**Items:**
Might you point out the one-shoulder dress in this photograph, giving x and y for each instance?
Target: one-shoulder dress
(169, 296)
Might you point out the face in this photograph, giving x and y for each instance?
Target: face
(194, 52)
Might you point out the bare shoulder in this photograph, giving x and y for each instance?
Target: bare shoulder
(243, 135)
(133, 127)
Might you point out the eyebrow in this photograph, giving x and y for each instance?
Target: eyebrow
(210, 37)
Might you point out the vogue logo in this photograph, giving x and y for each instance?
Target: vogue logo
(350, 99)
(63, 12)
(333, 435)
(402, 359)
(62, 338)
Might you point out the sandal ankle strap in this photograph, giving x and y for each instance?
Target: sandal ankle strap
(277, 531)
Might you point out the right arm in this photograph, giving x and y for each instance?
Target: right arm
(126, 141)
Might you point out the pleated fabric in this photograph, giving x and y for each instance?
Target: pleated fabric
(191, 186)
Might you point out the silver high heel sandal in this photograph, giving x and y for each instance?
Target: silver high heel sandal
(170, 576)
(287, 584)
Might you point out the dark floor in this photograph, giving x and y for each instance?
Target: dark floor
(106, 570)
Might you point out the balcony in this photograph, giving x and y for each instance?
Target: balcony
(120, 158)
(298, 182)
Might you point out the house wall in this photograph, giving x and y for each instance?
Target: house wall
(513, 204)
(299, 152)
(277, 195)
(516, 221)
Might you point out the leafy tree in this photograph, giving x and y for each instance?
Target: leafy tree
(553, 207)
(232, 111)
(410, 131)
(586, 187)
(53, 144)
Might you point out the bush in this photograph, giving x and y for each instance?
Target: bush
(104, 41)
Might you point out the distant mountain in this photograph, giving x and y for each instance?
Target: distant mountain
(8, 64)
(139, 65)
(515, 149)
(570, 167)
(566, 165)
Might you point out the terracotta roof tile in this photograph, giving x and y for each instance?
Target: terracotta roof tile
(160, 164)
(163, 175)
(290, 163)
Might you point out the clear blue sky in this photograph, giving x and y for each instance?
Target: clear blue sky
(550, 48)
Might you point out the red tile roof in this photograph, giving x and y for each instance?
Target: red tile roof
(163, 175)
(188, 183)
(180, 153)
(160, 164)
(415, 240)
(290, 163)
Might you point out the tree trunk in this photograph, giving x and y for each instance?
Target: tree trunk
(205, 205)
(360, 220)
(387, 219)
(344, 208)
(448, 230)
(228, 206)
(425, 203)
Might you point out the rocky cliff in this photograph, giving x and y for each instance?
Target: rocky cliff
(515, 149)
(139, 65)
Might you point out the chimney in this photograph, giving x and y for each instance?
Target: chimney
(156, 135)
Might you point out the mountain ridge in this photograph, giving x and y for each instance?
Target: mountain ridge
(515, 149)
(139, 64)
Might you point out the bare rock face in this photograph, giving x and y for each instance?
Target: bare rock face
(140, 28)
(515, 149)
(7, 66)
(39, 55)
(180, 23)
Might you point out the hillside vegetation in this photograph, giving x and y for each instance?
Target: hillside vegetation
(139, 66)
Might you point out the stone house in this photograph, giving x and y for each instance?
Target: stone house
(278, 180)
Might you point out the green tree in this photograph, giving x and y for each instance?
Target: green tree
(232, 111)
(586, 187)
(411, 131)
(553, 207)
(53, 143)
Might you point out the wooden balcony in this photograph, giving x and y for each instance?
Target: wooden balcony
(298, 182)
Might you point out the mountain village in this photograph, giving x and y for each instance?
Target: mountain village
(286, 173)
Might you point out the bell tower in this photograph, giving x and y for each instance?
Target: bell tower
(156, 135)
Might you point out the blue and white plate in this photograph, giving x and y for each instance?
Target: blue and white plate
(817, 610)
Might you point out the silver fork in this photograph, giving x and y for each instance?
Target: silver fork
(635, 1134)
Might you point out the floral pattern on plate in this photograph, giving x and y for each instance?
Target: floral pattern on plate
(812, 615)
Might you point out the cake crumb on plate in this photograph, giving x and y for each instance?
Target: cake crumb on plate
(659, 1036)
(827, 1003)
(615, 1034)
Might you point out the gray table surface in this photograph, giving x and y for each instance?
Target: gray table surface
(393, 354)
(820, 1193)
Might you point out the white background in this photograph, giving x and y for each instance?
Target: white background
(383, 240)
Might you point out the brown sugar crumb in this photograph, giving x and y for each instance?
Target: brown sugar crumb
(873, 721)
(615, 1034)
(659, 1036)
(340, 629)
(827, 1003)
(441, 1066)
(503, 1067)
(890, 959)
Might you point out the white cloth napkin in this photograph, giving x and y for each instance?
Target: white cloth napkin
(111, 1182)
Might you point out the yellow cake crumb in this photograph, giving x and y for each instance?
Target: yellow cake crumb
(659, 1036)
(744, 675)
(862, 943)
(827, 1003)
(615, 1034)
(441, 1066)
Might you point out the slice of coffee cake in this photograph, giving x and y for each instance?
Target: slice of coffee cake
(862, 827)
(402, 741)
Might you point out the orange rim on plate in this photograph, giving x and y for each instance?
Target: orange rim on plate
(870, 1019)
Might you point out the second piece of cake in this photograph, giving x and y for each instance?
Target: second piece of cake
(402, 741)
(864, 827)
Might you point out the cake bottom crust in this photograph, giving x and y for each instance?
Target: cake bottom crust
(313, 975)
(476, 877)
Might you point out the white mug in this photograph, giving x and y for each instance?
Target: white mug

**What you need to do:**
Format all of the data above as a JSON array of strings, one string per line, omitting any blank lines.

**Full solution:**
[
  "Might you point out the one-shoulder dress in this photograph, giving x and y for each instance?",
  "Target: one-shoulder dress",
  "(169, 296)",
  "Might you point out the face in this photograph, giving x and y for each instance?",
  "Target: face",
  "(194, 52)",
  "Might you point out the bare shoulder in this photograph, giving x and y for each instance?",
  "Target: bare shoulder",
  "(243, 135)",
  "(133, 127)",
  "Might you point out the eyebrow in this photograph, giving x and y for each instance?",
  "Target: eyebrow",
  "(210, 37)",
  "Might you point out the vogue logo in this photograph, giving x and y for each instance?",
  "Target: vogue logo",
  "(350, 99)",
  "(63, 12)",
  "(333, 435)",
  "(402, 359)",
  "(62, 338)",
  "Might you point out the sandal ankle strap in this photograph, giving x and y for each instance?",
  "Target: sandal ankle strap",
  "(277, 531)",
  "Might you point out the right arm in this photograph, giving x and y for each instance?",
  "Target: right arm",
  "(126, 141)",
  "Might you point out the pleated fabric in this photograph, giving x and y for each instance?",
  "Target: pleated fabric",
  "(191, 186)",
  "Might you point out the silver high heel sandal in this photograph, giving x and y for each instance?",
  "Target: silver high heel sandal",
  "(170, 576)",
  "(287, 584)",
  "Might you point out the dark floor in this photograph, giving x and y for each instance?",
  "Target: dark floor",
  "(106, 570)",
  "Might you point out the balcony in this photograph, giving x and y for each instance?",
  "Target: balcony",
  "(120, 158)",
  "(298, 182)",
  "Might you point out the house wall in this photograph, giving x and y for each instance?",
  "Target: house wall",
  "(513, 204)",
  "(299, 152)",
  "(277, 195)",
  "(516, 221)",
  "Might you point out the leafy tree in this photograph, giving x and y for each instance?",
  "Target: leafy tree",
  "(553, 207)",
  "(232, 111)",
  "(410, 131)",
  "(586, 187)",
  "(53, 144)",
  "Might you point out the bush in this photograph, giving x and y for each instance?",
  "Target: bush",
  "(104, 41)",
  "Might you point out the distant mountain in this photograph, giving x and y for each instance?",
  "Target: distant mountain",
  "(8, 64)",
  "(139, 65)",
  "(515, 149)",
  "(570, 167)",
  "(566, 165)",
  "Might you point out the terracotta roof tile in this photograph, giving x and y for each instance?",
  "Target: terracotta roof tile",
  "(160, 164)",
  "(163, 175)",
  "(290, 163)",
  "Might you point out the clear blue sky in this photograph, giving x and y for each instance?",
  "Target: clear blue sky",
  "(550, 48)",
  "Might you point out the red tile roof in this photograph, giving x and y for each instance?",
  "Target: red tile roof",
  "(163, 175)",
  "(188, 183)",
  "(180, 153)",
  "(160, 164)",
  "(415, 240)",
  "(290, 163)",
  "Might you point out the tree trunk in this photograph, giving x and y for each instance?",
  "Target: tree trunk",
  "(205, 205)",
  "(360, 220)",
  "(387, 219)",
  "(344, 208)",
  "(448, 230)",
  "(228, 206)",
  "(425, 203)",
  "Might you point out the rocky cliff in this photograph, giving x and y for each instance?",
  "Target: rocky cliff",
  "(515, 149)",
  "(139, 65)",
  "Might you point out the chimney in this photograph, giving x and y for each instance?",
  "Target: chimney",
  "(156, 135)",
  "Might you point out the mountain ridge in this photograph, giving x and y for each instance?",
  "Target: mountain ridge",
  "(515, 149)",
  "(139, 64)",
  "Might you point out the bare rock face in this photograph, giving x and y for each instance?",
  "Target: bare rock face",
  "(140, 28)",
  "(515, 149)",
  "(7, 66)",
  "(39, 55)",
  "(180, 23)",
  "Might you point out the hillside vegetation in this photograph, giving x and y for each instance?",
  "Target: hillside vegetation",
  "(139, 66)",
  "Might you point out the stone house in this photograph, giving x and y for each instance?",
  "Target: stone house",
  "(278, 180)",
  "Might you point out the green tree in this photograph, giving x and y for each instance?",
  "Target: green tree",
  "(232, 111)",
  "(586, 187)",
  "(411, 131)",
  "(553, 207)",
  "(53, 143)",
  "Might you point out the wooden balcony in this photograph, giving x and y for each instance?",
  "Target: wooden balcony",
  "(298, 182)",
  "Might you point out the mountain village in this photograph, giving x and y for each instance?",
  "Target: mountain village",
  "(286, 173)",
  "Might you point out the bell tower in this photograph, giving x and y for each instance?",
  "Target: bell tower",
  "(156, 135)",
  "Might you point out the blue and white plate in this photograph, giving x and y for each instance?",
  "Target: blue and white plate",
  "(817, 610)",
  "Might you point out the silver fork in this photograph, giving x and y for each instance?",
  "Target: silver fork",
  "(635, 1134)",
  "Might you point out the floral pattern on plate in this photograph, giving x and y for each instance?",
  "Target: floral pattern on plate",
  "(812, 615)",
  "Might you point out the cake crumb on plate in this photograph, giving x and y for each instance?",
  "Target: cake crumb on plate",
  "(659, 1036)",
  "(827, 1003)",
  "(615, 1034)",
  "Might you point out the gray table surface in this photograph, giving x and y for each instance?",
  "Target: gray table surface",
  "(393, 354)",
  "(820, 1193)",
  "Might you point out the white background in this photograph, giving x and y for each instance?",
  "Target: white background",
  "(383, 240)",
  "Might you point out the brown sugar crumb in this photograph, giving x and y for each instance?",
  "Target: brown sugar crumb",
  "(873, 721)",
  "(615, 1034)",
  "(659, 1036)",
  "(340, 629)",
  "(827, 1003)",
  "(441, 1066)",
  "(503, 1067)",
  "(890, 959)",
  "Might you point out the white cloth napkin in this photograph, giving x and y for each instance?",
  "Target: white cloth napkin",
  "(111, 1182)",
  "Might you point out the yellow cake crumb in this photograph, giving x and y for each instance?",
  "Target: yellow cake crumb",
  "(659, 1036)",
  "(744, 675)",
  "(862, 943)",
  "(827, 1003)",
  "(615, 1034)",
  "(441, 1066)",
  "Might you point out the slice of coffee cake in this photograph, giving x and y for each instance?",
  "Target: slice of coffee cake",
  "(862, 827)",
  "(402, 741)",
  "Might you point out the orange rim on plate in this photograph, giving x and y for each instance?",
  "Target: orange rim on plate",
  "(870, 1019)",
  "Might you point out the second piece of cake in this photograph, giving x and y for each instance?",
  "Target: second piece of cake",
  "(402, 741)",
  "(864, 827)",
  "Might you point out the cake bottom crust in this photograph, giving x and y for each instance?",
  "Target: cake bottom crust",
  "(313, 975)",
  "(476, 877)",
  "Might you point out the white mug in this photograph, giving x and y for each instance?",
  "Target: white mug"
]